- _Stored records_:
^^^^^^^^

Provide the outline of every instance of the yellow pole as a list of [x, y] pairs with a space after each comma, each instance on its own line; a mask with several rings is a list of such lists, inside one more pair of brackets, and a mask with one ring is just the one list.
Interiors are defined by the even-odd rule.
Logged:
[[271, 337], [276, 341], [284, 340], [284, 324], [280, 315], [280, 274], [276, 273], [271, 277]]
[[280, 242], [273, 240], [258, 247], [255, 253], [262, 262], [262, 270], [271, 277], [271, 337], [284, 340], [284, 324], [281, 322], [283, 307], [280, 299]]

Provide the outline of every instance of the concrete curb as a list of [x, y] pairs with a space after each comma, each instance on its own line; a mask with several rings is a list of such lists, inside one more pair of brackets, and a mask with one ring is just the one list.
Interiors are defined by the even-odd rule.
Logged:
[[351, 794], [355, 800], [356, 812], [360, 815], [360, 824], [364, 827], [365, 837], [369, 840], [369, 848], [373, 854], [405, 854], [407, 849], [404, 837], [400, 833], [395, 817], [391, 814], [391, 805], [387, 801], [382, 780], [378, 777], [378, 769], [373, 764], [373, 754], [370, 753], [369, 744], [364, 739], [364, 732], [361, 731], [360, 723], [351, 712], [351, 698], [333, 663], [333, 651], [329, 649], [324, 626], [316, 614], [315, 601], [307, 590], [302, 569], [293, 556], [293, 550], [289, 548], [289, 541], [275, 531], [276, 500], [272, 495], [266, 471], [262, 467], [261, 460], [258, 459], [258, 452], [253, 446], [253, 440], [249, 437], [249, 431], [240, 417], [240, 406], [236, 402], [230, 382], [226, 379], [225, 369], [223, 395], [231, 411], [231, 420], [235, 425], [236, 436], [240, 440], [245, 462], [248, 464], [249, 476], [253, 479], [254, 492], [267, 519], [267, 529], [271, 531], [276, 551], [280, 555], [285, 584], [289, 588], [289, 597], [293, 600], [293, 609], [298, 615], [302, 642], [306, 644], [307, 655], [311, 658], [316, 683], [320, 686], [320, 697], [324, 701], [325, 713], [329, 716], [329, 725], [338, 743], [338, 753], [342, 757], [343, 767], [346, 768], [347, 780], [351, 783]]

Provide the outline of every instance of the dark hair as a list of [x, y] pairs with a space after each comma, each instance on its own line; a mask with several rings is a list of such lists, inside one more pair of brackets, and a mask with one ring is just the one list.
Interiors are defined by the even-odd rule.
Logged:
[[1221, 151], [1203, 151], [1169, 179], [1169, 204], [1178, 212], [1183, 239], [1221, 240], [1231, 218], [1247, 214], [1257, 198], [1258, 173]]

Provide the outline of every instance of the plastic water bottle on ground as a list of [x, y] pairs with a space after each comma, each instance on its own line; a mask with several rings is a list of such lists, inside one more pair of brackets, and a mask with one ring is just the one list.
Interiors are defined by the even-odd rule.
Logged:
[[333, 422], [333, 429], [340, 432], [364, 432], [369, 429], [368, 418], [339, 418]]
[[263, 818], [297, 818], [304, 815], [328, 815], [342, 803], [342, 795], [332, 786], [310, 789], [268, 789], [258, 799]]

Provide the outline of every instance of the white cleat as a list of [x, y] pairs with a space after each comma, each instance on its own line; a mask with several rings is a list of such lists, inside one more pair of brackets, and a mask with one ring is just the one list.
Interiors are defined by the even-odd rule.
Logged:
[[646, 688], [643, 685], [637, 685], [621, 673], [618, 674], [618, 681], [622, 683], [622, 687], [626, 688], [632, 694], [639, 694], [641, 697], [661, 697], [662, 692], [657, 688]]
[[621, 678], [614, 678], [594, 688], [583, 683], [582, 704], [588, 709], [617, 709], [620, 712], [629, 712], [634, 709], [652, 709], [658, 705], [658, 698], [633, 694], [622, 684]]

^^^^^^^^

- _Required action_: Copy every record again, keeping each word unchanged.

- _Answer to the problem_:
Provide the outline of every instance of the yellow pole as a list of [x, y] pairs with a space after each comma, each instance on its own line; a mask with several rings is a list of such lists, inside one more pair of brackets, and a mask with one ring is just the one list.
Interiors are defined by the even-odd rule.
Logged:
[[271, 337], [276, 341], [284, 340], [284, 324], [280, 315], [280, 274], [276, 273], [271, 277]]
[[280, 242], [273, 240], [258, 247], [255, 253], [262, 262], [262, 270], [271, 277], [271, 337], [284, 340], [284, 324], [281, 322], [283, 307], [280, 299]]

Provide the outline of every instance of the concrete curb as a list of [x, y] pairs with a space after each comma, each instance on its own line; a mask with several rings is a list of such lists, inside one more pair of brackets, and a mask with one ring is just the one list.
Interiors are defined by the even-odd rule.
Logged:
[[351, 794], [355, 800], [356, 812], [360, 815], [360, 824], [364, 827], [365, 837], [369, 840], [369, 848], [373, 854], [405, 854], [407, 849], [404, 837], [400, 833], [395, 817], [391, 814], [391, 805], [387, 801], [382, 780], [378, 777], [378, 769], [373, 764], [373, 754], [370, 753], [369, 744], [364, 739], [364, 732], [361, 731], [360, 723], [351, 712], [351, 698], [333, 663], [333, 651], [329, 649], [324, 626], [316, 614], [315, 601], [307, 590], [302, 569], [293, 556], [293, 550], [289, 548], [289, 541], [275, 531], [276, 500], [272, 495], [266, 471], [262, 467], [261, 460], [258, 459], [258, 452], [253, 446], [253, 440], [249, 437], [249, 431], [240, 417], [240, 406], [236, 402], [230, 382], [226, 379], [225, 369], [223, 395], [231, 411], [231, 420], [235, 425], [236, 436], [240, 440], [245, 462], [248, 464], [249, 476], [253, 479], [254, 492], [267, 519], [267, 529], [271, 531], [276, 551], [280, 555], [285, 584], [289, 588], [289, 597], [293, 600], [293, 609], [298, 615], [302, 642], [306, 644], [307, 655], [311, 658], [316, 683], [320, 686], [320, 697], [324, 701], [325, 713], [329, 716], [329, 725], [338, 743], [338, 753], [342, 757], [343, 767], [346, 768], [347, 780], [351, 783]]

Provide the outline of every instance of the dark hair as a list of [x, y] pairs with a space after each comma, each instance on its own line; a mask with several rings is a list of such lists, inside one more pair of brackets, and a mask with one ring is just the one list.
Interiors are defined by the even-odd rule.
Logged:
[[1221, 151], [1203, 151], [1169, 179], [1169, 204], [1178, 212], [1183, 239], [1221, 240], [1231, 218], [1247, 214], [1257, 198], [1258, 173]]

Provide the outline of every instance of the plastic water bottle on ground as a list of [x, y] pairs with a space after each comma, each instance on its own line; a mask with several rings is a list of such lists, inside one more pair of brackets, and a mask with one ring is just the one list.
Interiors are defined by the even-odd rule.
Logged:
[[333, 422], [333, 429], [340, 432], [364, 432], [369, 429], [368, 418], [339, 418]]
[[263, 818], [297, 818], [304, 815], [328, 815], [342, 803], [342, 795], [332, 786], [310, 789], [268, 789], [258, 799]]

Provide the outline of every instance of the white cleat as a list of [x, y] pairs with a space after each comma, each instance on its own line; a mask with several rings is a list of such lists, inside one more pair of brackets, and a mask with one ring is just the one list.
Interiors are defined by the even-odd rule.
Logged:
[[646, 688], [643, 685], [637, 685], [621, 673], [618, 674], [618, 681], [622, 683], [622, 687], [626, 688], [632, 694], [639, 694], [641, 697], [661, 697], [662, 692], [657, 688]]
[[621, 678], [614, 678], [594, 688], [583, 683], [582, 704], [588, 709], [617, 709], [620, 712], [629, 712], [634, 709], [652, 709], [658, 705], [658, 698], [633, 694], [622, 684]]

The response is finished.